- TRAVAIL DEMANDÉ
**a.** Dans l'extrait sur Buurtzorg, recopiez sans rien changer le passage qui va de « Le succès est » à « pour les infirmières. ».
**b.** D'après l'extrait sur Buurtzorg, combien de patients sont suivis dans l'expérimentation « Équilibres » ?
┌─ EXTRAIT SOURCE
Avec cette analyse, je veux d’une part vous épargner la lecture fastidieuse d’un rapport de 200 pages, mais aussi vous aider à répondre à LA question :

Comment transposer les bonnes pratiques inventées par Buurtzorg dans ma boîte de services à la personne, en France ?

Le mythe fondateur et ses malentendus

Depuis qu’un infirmier néerlandais nommé Jos de Blok a révolutionné les soins à domicile aux Pays-Bas en 2006, son modèle Buurtzorg fait fantasmer le secteur médico-social français.

L’histoire est belle :

  • Des petites équipes autonomes de soignants qui s’auto-organisent,

  • Zéro hiérarchie intermédiaire,

  • Des patients ravis,

  • Des professionnels épanouis,

  • Des économies substantielles pour la sécurité sociale.

La totale !

Le succès est tel qu’en France, le modèle inspire désormais au-delà de la simple observation.

Jos de Blok

L’expérimentation “Équilibres” (Article 51), lancée en 2018 auprès des infirmiers libéraux, vient d’obtenir son feu vert pour la généralisation. Avec 180 infirmiers impliqués et 25 000 patients suivis, le dispositif affiche des résultats spectaculaires : 9 millions d’euros d’économies par an grâce à la réduction des hospitalisations, et un retour d’expérience très positif des professionnels. La preuve que ça marche... pour les infirmières.
└─
┌─ DONNÉES FOURNIES
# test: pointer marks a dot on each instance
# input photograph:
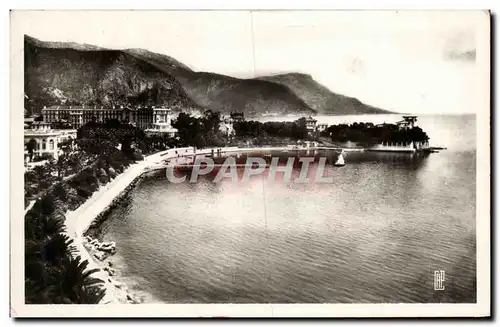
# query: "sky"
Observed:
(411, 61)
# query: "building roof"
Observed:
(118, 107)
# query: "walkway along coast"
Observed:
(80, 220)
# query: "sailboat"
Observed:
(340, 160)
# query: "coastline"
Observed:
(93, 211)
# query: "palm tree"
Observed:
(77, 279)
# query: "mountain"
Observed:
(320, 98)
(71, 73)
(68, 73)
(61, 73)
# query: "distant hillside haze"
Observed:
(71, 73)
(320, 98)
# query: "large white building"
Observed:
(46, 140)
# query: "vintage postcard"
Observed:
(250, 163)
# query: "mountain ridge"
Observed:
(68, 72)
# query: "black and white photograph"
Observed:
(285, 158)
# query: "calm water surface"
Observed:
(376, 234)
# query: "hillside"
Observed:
└─
┌─ DONNÉES FOURNIES
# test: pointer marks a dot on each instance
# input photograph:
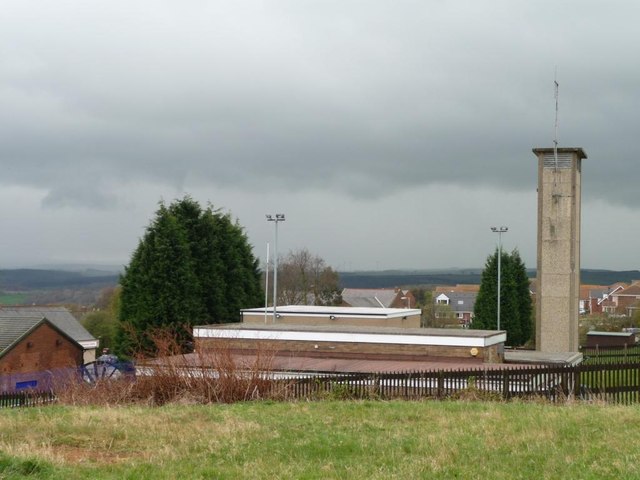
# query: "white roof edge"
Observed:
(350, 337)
└─
┌─ DONNÉES FOURNIES
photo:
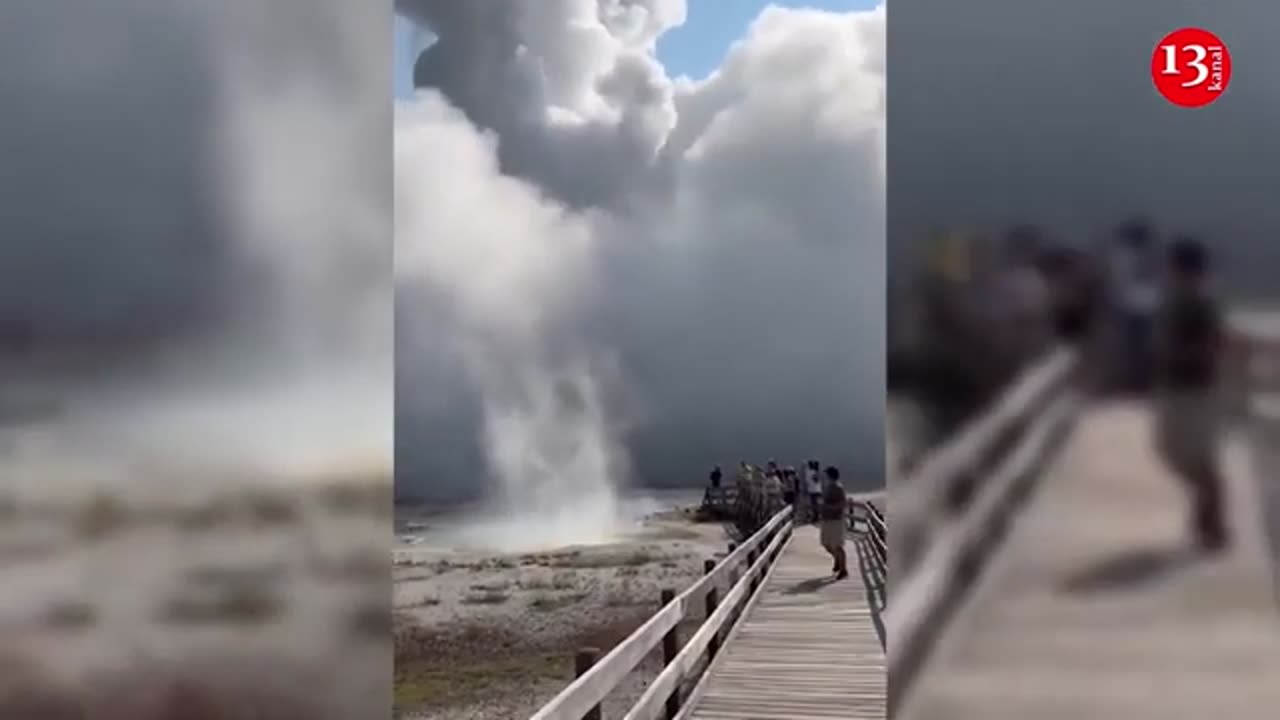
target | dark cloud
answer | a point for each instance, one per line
└─
- RÉPONSES PAR TÂCHE
**a.**
Le succès est tel qu’en France, le modèle inspire désormais au-delà de la simple observation.

Jos de Blok

L’expérimentation “Équilibres” (Article 51), lancée en 2018 auprès des infirmiers libéraux, vient d’obtenir son feu vert pour la généralisation. Avec 180 infirmiers impliqués et 25 000 patients suivis, le dispositif affiche des résultats spectaculaires : 9 millions d’euros d’économies par an grâce à la réduction des hospitalisations, et un retour d’expérience très positif des professionnels. La preuve que ça marche... pour les infirmières.

**b.** 25 000 patients.